==== MATERIAL PROVIDED
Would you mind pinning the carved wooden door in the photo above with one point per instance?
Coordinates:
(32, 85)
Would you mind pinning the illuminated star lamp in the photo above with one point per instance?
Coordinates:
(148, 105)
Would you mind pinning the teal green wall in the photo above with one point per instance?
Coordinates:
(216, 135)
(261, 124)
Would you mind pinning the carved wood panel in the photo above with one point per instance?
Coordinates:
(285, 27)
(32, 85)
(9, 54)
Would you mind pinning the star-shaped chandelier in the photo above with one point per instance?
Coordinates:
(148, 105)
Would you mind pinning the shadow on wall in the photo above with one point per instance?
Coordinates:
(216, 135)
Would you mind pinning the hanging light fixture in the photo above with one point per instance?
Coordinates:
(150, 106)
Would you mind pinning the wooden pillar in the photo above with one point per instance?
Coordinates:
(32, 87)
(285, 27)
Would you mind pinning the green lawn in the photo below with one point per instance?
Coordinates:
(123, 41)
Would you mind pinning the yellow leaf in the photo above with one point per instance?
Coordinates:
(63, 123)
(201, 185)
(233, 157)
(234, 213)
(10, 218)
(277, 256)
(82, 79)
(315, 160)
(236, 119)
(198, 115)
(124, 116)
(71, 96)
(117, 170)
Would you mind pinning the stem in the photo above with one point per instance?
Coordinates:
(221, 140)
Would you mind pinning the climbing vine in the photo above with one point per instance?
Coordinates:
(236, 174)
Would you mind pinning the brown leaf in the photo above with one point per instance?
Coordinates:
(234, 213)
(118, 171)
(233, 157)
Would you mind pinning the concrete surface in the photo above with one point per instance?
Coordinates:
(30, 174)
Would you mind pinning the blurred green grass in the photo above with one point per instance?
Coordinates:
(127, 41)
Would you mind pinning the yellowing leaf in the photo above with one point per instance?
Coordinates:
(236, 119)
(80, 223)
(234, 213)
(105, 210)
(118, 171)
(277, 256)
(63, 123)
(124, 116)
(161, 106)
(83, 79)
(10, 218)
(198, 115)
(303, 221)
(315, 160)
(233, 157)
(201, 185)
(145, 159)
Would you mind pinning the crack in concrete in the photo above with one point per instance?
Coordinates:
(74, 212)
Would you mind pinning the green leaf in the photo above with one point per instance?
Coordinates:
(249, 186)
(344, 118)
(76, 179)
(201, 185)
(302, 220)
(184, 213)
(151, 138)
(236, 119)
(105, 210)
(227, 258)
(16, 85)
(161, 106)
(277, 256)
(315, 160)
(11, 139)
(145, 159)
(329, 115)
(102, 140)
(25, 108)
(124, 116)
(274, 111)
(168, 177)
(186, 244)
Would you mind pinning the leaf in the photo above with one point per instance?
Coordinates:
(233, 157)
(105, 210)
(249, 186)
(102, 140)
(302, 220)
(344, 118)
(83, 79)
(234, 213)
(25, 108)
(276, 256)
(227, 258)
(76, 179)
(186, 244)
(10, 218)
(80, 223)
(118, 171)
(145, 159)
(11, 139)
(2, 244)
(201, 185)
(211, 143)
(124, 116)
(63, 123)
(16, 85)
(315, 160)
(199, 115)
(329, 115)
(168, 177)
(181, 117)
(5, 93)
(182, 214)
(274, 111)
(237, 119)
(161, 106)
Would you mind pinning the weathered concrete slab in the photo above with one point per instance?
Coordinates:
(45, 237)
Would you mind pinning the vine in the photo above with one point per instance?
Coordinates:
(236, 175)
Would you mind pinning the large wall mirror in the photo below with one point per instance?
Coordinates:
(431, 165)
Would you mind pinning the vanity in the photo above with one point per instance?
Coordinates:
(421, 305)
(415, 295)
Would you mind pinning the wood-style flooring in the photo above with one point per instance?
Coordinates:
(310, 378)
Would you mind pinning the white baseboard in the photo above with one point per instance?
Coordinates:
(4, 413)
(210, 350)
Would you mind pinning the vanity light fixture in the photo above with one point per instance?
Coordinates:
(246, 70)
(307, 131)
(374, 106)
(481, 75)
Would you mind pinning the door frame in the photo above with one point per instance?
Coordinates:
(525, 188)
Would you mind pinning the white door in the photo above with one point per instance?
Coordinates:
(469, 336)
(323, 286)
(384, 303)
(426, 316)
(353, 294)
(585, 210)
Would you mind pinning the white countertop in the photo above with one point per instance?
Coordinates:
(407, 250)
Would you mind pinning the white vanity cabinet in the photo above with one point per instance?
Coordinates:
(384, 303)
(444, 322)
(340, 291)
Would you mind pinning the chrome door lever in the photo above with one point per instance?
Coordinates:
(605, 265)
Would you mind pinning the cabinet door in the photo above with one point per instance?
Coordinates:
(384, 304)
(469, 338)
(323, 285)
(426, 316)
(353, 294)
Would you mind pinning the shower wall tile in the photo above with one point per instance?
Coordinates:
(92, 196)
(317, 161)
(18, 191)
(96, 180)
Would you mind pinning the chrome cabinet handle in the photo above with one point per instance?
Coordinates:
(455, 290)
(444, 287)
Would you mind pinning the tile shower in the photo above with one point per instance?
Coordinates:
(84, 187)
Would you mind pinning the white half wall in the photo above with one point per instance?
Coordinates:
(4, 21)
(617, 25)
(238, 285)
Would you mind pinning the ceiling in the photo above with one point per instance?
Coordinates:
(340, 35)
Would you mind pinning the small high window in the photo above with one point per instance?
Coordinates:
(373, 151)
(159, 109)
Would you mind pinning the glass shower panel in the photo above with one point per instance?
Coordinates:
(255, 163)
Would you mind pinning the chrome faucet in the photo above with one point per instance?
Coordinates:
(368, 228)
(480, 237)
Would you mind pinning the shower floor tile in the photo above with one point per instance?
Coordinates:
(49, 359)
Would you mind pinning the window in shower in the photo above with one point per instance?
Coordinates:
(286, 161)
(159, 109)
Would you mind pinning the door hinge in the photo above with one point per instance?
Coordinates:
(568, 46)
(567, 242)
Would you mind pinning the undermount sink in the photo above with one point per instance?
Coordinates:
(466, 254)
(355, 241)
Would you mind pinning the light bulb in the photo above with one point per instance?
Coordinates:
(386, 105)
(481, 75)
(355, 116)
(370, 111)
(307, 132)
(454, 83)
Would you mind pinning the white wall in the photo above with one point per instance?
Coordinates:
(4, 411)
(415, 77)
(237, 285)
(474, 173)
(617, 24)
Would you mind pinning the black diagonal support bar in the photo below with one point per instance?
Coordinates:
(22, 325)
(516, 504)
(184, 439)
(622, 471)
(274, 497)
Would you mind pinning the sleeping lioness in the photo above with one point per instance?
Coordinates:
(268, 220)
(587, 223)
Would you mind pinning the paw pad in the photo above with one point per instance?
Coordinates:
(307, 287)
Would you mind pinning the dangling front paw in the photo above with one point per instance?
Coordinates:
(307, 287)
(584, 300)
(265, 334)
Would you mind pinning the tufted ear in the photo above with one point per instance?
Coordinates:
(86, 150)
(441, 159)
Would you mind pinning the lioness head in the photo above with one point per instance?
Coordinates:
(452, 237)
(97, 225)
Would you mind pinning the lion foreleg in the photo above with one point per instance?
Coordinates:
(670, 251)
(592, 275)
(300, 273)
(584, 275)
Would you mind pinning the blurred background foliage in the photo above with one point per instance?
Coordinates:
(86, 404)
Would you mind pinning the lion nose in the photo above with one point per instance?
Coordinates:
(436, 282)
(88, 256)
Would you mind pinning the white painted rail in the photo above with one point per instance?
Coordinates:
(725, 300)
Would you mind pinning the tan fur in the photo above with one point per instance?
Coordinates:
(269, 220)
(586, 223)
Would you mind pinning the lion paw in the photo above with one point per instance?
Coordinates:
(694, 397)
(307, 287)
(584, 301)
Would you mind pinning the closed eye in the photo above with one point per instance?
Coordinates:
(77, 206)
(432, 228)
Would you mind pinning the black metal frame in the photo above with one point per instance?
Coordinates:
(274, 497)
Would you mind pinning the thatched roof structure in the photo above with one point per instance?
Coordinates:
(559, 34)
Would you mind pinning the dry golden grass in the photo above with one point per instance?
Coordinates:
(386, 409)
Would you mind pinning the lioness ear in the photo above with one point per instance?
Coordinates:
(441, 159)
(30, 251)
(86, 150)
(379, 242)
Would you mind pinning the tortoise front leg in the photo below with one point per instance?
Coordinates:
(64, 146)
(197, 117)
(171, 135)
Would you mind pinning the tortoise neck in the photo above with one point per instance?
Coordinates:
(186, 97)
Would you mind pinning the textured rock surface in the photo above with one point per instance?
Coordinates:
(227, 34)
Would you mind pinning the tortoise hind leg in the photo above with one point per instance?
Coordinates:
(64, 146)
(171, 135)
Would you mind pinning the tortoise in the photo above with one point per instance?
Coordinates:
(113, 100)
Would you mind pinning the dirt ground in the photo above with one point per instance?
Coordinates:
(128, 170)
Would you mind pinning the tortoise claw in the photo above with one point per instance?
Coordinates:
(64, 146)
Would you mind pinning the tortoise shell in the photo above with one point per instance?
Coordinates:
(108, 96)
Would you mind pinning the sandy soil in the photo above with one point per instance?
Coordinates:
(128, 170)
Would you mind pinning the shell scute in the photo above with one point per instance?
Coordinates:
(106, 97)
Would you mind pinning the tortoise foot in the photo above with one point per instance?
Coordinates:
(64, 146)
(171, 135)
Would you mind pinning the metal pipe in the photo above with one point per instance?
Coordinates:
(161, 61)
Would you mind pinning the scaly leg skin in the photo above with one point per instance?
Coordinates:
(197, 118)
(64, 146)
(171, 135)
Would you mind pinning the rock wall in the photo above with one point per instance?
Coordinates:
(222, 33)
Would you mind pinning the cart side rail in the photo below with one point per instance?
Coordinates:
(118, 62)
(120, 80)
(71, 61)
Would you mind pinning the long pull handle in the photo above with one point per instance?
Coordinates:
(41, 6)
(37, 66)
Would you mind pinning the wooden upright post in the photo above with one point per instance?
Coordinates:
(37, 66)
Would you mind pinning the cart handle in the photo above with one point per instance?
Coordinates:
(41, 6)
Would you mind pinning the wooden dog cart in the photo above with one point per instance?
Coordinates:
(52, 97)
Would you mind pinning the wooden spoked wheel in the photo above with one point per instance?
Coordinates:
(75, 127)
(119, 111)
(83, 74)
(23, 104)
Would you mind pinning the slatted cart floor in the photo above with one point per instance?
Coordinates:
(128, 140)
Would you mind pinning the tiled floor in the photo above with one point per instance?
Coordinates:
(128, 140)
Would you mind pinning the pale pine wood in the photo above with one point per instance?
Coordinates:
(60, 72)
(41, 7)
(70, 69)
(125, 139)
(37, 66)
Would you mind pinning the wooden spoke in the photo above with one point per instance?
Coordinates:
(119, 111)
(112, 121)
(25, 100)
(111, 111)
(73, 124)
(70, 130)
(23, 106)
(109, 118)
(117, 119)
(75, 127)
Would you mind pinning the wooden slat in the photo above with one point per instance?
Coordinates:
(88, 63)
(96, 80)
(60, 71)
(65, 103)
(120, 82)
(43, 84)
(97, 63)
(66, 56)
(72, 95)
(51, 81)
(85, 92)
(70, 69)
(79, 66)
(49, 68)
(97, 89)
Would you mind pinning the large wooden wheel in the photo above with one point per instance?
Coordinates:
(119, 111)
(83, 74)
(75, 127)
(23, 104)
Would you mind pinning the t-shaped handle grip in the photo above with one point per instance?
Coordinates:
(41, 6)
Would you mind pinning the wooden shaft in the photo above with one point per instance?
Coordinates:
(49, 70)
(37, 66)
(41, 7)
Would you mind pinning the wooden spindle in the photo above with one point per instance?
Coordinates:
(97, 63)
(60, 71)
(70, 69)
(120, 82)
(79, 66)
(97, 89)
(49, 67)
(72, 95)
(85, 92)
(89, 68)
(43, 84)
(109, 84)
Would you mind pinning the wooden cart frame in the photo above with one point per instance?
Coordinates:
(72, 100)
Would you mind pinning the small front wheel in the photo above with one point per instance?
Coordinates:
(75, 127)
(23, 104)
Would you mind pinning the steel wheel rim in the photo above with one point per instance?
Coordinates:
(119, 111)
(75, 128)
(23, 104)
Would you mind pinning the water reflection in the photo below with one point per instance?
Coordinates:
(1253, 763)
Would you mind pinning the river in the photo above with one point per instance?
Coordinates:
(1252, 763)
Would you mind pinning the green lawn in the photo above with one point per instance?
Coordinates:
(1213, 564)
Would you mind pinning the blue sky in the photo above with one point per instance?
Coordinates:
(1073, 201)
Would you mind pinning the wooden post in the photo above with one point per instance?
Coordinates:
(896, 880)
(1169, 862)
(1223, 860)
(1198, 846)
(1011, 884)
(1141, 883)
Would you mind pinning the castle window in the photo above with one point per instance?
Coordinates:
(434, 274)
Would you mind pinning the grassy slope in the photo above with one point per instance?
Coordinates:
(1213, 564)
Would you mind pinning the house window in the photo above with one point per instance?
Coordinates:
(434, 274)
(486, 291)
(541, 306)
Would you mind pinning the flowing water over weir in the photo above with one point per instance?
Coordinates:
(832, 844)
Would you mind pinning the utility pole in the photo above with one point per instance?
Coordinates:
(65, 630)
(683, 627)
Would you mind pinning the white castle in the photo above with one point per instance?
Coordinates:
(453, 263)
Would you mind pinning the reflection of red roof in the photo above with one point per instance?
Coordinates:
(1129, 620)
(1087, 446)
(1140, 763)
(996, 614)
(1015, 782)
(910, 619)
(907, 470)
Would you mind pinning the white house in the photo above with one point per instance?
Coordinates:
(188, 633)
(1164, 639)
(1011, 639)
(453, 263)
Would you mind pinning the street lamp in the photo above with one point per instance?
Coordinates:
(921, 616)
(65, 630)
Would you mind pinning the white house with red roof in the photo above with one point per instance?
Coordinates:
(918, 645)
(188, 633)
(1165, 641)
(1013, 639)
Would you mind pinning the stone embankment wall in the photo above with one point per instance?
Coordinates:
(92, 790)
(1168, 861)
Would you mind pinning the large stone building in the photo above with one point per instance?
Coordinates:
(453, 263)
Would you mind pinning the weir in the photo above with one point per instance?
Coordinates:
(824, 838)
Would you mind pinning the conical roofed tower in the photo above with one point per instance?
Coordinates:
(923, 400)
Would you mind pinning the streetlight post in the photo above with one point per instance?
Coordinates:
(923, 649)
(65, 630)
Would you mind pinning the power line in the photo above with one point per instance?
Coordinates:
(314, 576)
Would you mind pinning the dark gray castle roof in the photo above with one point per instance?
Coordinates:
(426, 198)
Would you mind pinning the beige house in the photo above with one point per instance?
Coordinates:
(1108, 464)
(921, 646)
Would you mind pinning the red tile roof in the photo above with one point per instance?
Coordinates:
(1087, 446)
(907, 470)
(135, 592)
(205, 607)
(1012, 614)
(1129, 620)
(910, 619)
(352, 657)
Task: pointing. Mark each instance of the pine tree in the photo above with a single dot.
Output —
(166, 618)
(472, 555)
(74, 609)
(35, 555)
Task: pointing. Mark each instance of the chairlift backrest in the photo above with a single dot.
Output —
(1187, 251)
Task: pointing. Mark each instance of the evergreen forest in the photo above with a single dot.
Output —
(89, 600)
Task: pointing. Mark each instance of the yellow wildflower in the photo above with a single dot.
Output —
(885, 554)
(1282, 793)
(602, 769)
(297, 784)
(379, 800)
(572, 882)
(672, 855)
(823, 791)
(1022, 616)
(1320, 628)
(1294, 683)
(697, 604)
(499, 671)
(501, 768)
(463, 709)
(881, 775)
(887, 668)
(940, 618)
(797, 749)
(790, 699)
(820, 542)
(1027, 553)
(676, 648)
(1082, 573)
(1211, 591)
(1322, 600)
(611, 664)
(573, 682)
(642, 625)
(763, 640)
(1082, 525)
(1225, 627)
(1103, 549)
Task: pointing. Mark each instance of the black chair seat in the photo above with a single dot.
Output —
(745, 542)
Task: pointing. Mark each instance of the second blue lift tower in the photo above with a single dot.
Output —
========
SET TASK: Copy exactly, word for word, the line with "Task: pointing. Mark each instance of the pine" through the final line of the listing.

ANSWER:
Task: pointing. Mark each instance of the pine tree in the photo above with a single dot.
Output —
(166, 618)
(472, 555)
(74, 609)
(35, 555)
Task: pointing. Mark each instance of the chairlift backrest in the photo above with a single dot.
Output —
(1187, 251)
Task: pointing. Mark each instance of the evergreen forest in the photo above with a single dot.
Output —
(89, 600)
Task: pointing. Mark each instance of the yellow wildflower in the photo above with a single dot.
Output —
(885, 554)
(1282, 793)
(602, 769)
(297, 784)
(379, 800)
(572, 882)
(672, 855)
(823, 791)
(1022, 616)
(1320, 628)
(1294, 683)
(697, 604)
(499, 671)
(501, 768)
(463, 709)
(881, 775)
(887, 668)
(940, 618)
(797, 749)
(790, 699)
(820, 542)
(1027, 553)
(676, 648)
(1082, 573)
(1211, 591)
(1322, 600)
(611, 664)
(573, 682)
(642, 625)
(763, 640)
(1082, 525)
(1225, 627)
(1103, 549)
Task: pointing. Mark each instance of the black chair seat in the photo above with a single dot.
Output —
(745, 542)
Task: pointing. Mark each instance of the second blue lift tower in the photo above with a single dot.
Output —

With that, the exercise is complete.